____ Selected excerpt

Fripp's father was a regular in the Royal Marines and, from the age of twelve, Fripp had planned to become an artificer apprentice in the Royal Navy. He failed the medical exam, however, as he was almost four inches shorter than the requirement. When he learned the Royal Air Force was recruiting apprentices of all heights, he took the RAF entrance exam to become an electrical apprentice. Fripp enlisted in the RAF on 30 September 1930 at RAF Halton, and in 1932 transferred to training for wireless operators. He joined No. 57 Squadron RAF in 1939. Three days after the declaration of war on 3 September 1939, just before 57 Squadron was called to duty, Fripp married Vera Violet Allen.

==Prisoner of war==
On 13 October 1939, while on a reconnaissance mission as an observer, the Bristol Blenheim aircraft he was in was shot at, pursued, and forced into an emergency landing in Germany. Fripp and the pilot, Flight Lieutenant Mike Casey, were captured, along with Aircraftsman 1st class J Nelson, all of whom emerged with bruises and scrapes. From 1939 until 1945, Fripp was a prisoner of war. On 25 October Fripp wrote a letter to his wife from Kriegsgefangenen-Mannschafts-Stammlager VII-A in Moosburg, Germany; Fripp assured his wife of his well-being and suggested that Germany might be a nice place to visit for their honeymoon. He and six other airmen were allowed to record thirty-second Christmas messages to their families, which were broadcast on shortwave radio from Berlin; Fripp sent greetings to his mother and told his wife, "Although I shall not be at home with you in person, I shall be with you in spirit." His wife was staying at his mother's home in Wimborne.

________
____ Extracted entries

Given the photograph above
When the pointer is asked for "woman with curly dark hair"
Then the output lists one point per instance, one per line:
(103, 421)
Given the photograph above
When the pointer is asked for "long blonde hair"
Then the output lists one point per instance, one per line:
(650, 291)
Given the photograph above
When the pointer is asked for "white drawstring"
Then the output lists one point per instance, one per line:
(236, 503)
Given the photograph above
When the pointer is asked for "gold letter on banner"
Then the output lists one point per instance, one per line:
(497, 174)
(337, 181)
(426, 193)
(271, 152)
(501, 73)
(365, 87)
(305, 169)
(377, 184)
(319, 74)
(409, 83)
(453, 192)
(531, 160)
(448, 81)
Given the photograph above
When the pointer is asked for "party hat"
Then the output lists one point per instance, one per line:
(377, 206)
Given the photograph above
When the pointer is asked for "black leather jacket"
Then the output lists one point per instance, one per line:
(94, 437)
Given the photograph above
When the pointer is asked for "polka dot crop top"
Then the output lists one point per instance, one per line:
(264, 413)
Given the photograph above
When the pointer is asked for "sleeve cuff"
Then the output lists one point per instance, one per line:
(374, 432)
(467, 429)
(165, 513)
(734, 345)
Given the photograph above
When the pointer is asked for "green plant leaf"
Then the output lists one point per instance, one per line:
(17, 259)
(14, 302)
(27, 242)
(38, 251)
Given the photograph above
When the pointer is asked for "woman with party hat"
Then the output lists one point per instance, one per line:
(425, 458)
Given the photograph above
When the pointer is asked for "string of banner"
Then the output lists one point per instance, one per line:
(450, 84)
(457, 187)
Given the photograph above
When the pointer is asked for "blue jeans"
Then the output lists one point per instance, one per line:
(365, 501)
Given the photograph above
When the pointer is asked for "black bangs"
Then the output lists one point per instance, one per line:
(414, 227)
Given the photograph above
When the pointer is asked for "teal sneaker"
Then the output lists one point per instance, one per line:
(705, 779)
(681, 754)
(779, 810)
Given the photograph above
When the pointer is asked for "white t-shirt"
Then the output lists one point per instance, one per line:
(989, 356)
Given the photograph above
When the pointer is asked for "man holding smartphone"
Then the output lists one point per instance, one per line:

________

### Exercises:
a. According to the Fripp excerpt, on what date did Fripp enlist in the RAF?
b. Rewrite the portion of the Fripp excerpt starting at "Fripp's father was" and ending at "Vera Violet Allen.", switching "wireless operators" to "radio operators".
These entries have no connection to the text about Fripp.

### Answers:
a. 30 September 1930

b.
Fripp's father was a regular in the Royal Marines and, from the age of twelve, Fripp had planned to become an artificer apprentice in the Royal Navy. He failed the medical exam, however, as he was almost four inches shorter than the requirement. When he learned the Royal Air Force was recruiting apprentices of all heights, he took the RAF entrance exam to become an electrical apprentice. Fripp enlisted in the RAF on 30 September 1930 at RAF Halton, and in 1932 transferred to training for radio operators. He joined No. 57 Squadron RAF in 1939. Three days after the declaration of war on 3 September 1939, just before 57 Squadron was called to duty, Fripp married Vera Violet Allen.